Problem requirements >>
Turn the lines from the line with "Could you mark the region of every instance of the swimmer's" to the line with "Now the swimmer's", both included, into a numbered list, leaving out any blank lines.

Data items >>

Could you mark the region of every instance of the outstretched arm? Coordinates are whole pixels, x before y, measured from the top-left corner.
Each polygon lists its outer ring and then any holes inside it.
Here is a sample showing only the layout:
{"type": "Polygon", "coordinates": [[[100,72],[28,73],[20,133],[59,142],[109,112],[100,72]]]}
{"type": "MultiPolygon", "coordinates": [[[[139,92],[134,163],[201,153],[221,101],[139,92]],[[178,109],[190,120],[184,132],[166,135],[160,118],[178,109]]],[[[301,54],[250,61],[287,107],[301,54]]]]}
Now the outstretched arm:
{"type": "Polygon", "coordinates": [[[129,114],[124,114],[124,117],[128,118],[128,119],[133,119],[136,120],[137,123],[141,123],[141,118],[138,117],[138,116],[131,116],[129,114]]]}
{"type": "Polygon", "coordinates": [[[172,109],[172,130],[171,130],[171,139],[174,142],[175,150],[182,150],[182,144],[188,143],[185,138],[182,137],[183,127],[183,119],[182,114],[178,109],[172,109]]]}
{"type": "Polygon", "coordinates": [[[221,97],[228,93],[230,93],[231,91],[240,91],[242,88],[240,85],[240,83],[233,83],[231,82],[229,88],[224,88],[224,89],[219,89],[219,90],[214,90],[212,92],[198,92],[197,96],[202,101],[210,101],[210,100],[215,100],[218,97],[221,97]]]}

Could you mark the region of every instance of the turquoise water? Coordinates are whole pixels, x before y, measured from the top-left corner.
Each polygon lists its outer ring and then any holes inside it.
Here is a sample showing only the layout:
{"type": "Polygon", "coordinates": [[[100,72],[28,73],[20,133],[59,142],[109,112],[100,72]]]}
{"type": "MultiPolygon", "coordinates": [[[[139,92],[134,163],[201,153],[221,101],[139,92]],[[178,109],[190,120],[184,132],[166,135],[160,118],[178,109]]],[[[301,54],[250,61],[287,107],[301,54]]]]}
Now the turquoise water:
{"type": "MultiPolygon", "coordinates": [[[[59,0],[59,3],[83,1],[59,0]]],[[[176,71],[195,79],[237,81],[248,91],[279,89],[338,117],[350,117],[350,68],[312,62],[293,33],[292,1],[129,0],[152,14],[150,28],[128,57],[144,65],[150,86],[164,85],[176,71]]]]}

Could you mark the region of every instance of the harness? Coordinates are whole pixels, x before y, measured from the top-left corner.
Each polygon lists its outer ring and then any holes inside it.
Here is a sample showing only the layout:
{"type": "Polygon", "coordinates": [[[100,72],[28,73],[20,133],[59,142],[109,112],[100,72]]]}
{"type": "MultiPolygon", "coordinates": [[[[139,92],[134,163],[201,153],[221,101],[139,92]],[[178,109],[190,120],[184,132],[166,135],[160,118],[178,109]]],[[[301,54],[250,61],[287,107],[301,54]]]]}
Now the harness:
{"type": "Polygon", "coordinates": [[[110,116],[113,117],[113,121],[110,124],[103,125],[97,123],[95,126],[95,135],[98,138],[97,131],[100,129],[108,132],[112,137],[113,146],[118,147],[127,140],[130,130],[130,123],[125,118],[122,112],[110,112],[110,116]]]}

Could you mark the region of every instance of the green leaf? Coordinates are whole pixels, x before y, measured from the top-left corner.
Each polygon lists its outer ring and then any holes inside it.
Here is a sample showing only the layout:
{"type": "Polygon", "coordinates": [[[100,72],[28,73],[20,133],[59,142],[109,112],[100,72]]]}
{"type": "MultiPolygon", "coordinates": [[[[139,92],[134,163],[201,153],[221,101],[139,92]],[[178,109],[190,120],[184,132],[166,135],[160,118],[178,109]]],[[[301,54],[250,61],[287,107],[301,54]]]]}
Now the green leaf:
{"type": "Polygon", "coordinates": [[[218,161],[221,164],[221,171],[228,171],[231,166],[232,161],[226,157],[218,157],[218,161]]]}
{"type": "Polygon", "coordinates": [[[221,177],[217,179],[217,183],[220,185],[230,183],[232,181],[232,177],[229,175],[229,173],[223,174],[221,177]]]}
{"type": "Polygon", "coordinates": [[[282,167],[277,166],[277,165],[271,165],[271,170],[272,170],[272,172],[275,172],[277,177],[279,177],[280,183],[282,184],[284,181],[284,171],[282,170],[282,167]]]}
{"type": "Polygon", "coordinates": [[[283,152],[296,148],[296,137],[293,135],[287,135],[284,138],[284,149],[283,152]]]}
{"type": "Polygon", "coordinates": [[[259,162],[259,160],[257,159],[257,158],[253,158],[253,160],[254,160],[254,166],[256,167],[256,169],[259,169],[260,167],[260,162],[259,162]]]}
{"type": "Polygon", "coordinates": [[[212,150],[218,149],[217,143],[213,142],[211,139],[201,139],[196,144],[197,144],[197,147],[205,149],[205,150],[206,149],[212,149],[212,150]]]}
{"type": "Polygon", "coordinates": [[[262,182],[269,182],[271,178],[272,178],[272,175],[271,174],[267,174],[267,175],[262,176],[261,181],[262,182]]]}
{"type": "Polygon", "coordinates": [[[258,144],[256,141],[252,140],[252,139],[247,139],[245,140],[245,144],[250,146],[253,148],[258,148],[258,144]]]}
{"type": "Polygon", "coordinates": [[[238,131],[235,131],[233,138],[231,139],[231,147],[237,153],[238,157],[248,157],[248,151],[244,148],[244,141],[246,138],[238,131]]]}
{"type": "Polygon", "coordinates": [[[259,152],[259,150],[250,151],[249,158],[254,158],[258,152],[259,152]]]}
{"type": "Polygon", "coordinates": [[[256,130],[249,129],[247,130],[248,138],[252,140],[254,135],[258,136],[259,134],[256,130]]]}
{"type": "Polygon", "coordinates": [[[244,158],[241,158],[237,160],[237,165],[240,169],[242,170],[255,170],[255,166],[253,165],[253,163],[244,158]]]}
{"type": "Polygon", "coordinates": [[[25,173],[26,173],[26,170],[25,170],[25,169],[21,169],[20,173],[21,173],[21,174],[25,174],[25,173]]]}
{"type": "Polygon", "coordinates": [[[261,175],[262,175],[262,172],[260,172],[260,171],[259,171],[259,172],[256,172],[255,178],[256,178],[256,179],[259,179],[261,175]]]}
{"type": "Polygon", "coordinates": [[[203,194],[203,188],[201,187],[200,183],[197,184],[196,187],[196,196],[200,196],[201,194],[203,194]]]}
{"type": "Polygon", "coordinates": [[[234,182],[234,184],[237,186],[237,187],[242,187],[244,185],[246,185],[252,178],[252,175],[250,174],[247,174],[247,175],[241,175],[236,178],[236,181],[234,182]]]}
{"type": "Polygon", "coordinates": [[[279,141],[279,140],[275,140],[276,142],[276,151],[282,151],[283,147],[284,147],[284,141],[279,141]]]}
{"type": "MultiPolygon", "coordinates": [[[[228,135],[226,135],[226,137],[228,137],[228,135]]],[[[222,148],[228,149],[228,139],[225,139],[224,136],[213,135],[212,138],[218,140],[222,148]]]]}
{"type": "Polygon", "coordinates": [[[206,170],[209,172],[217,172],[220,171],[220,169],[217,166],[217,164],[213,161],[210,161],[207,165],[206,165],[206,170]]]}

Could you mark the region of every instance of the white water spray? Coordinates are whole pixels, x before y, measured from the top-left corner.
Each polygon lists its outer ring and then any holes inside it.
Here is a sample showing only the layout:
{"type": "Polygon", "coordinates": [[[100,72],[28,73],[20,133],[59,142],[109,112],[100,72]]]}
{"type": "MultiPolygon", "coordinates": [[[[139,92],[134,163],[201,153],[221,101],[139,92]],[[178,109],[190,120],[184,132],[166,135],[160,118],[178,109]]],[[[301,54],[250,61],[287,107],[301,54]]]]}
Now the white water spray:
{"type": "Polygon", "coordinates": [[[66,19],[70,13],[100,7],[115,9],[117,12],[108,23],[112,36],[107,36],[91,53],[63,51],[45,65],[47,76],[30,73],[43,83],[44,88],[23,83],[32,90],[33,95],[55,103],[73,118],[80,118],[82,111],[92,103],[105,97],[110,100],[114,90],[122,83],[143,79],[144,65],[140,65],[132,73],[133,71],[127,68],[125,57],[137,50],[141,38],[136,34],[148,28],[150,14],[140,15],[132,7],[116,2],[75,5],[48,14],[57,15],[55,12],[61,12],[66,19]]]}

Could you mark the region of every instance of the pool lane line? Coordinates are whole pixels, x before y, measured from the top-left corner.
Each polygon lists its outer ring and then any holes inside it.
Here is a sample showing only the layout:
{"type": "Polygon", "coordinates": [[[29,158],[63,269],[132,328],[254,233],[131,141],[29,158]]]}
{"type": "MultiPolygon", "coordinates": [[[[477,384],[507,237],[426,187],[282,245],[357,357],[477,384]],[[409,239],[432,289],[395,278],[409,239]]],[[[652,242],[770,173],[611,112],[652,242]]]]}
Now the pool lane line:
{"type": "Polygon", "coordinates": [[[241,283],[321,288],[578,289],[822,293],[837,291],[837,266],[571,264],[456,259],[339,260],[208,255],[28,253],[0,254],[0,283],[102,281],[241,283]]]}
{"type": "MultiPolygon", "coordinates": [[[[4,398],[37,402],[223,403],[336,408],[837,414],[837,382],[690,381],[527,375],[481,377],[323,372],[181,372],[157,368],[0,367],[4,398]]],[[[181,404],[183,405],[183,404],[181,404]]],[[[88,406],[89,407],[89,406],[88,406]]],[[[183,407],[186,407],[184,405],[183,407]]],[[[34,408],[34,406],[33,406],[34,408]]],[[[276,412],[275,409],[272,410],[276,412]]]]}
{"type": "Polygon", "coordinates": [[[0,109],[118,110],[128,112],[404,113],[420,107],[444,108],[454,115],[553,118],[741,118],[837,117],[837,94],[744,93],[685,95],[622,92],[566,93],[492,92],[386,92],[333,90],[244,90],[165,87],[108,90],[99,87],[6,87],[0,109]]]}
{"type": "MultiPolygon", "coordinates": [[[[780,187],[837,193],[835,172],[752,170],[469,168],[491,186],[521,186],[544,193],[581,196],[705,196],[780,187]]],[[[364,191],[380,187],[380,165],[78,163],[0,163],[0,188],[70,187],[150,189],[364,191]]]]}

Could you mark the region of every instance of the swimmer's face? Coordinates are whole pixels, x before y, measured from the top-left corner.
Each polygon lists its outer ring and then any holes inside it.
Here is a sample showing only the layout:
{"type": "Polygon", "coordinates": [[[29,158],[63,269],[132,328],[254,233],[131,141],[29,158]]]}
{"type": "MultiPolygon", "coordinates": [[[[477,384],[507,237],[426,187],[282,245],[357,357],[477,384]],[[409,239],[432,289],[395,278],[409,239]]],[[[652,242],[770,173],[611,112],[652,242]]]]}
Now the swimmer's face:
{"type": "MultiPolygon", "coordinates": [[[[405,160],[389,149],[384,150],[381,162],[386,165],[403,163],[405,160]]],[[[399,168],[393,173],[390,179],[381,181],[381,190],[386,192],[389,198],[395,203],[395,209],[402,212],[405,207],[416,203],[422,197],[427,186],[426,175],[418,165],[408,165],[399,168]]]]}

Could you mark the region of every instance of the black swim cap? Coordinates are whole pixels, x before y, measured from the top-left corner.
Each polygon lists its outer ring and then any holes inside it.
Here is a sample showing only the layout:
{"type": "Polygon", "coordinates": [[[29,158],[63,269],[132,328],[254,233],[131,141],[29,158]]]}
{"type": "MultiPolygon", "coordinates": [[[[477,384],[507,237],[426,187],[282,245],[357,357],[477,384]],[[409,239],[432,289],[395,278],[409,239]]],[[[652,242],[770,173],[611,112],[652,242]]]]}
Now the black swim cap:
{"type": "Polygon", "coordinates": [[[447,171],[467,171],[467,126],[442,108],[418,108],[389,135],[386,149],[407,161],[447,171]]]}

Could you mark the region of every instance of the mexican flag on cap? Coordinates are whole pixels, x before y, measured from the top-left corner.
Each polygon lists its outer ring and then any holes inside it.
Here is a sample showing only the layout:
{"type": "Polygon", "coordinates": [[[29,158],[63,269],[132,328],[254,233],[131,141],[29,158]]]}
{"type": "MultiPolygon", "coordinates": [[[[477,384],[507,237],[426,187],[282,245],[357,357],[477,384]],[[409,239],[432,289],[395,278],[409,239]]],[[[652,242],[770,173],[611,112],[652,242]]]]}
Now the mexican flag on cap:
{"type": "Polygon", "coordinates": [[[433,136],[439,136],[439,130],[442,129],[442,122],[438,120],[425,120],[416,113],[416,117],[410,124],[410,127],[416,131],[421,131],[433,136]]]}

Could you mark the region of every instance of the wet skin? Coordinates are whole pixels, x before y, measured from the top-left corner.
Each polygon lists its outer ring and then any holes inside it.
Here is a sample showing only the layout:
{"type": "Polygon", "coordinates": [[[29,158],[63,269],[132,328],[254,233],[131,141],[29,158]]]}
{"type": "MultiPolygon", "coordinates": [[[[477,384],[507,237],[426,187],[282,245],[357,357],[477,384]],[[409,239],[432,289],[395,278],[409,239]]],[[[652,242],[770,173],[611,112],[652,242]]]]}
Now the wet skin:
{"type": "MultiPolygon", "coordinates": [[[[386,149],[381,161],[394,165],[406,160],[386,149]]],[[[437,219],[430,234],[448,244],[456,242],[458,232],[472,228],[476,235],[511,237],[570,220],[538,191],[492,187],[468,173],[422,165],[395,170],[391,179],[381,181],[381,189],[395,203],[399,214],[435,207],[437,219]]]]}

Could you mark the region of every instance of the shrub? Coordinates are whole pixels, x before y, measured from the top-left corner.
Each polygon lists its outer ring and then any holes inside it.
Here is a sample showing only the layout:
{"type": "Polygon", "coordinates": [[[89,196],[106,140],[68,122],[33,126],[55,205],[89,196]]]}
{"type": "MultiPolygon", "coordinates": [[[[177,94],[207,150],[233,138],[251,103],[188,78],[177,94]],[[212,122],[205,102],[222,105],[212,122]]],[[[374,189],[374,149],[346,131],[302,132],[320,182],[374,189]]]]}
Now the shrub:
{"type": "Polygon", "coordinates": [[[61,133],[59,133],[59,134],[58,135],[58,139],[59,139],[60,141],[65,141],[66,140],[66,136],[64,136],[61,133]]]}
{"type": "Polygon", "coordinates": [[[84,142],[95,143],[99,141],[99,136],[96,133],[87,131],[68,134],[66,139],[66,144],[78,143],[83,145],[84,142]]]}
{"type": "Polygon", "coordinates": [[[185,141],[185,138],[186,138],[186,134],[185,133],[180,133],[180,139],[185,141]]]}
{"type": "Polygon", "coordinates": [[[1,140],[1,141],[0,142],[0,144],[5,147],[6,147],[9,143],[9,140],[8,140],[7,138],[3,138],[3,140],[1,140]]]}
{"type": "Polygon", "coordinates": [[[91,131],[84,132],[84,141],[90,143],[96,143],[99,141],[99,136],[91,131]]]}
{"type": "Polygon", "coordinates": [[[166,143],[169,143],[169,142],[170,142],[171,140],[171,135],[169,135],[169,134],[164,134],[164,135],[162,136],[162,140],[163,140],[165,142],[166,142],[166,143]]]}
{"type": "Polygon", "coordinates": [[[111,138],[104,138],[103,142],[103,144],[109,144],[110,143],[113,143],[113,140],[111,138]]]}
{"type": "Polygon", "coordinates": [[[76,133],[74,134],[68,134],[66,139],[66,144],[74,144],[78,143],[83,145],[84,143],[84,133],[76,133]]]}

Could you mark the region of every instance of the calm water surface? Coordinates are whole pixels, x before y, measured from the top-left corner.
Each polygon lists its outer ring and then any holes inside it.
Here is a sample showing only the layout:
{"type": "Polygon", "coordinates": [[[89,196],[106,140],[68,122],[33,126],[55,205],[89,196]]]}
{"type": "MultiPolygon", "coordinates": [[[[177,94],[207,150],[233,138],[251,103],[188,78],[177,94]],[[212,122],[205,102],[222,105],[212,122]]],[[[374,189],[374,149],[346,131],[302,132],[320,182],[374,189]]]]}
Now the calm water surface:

Exercise result >>
1. Could you mark the region of every instance of the swimmer's face? Coordinates are whole pixels, x before y, measured from the top-left corner.
2. Each polygon lists its outer ring and then any holes inside it.
3. Here is a sample showing only the layout:
4. {"type": "Polygon", "coordinates": [[[29,158],[63,269],[132,328],[254,233],[131,141],[29,158]]]}
5. {"type": "MultiPolygon", "coordinates": [[[[477,384],[507,237],[426,187],[282,245],[357,357],[477,384]],[[409,239],[432,289],[395,278],[409,239]]],[[[652,242],[770,173],[611,112],[652,242]]]]}
6. Now the swimmer's face:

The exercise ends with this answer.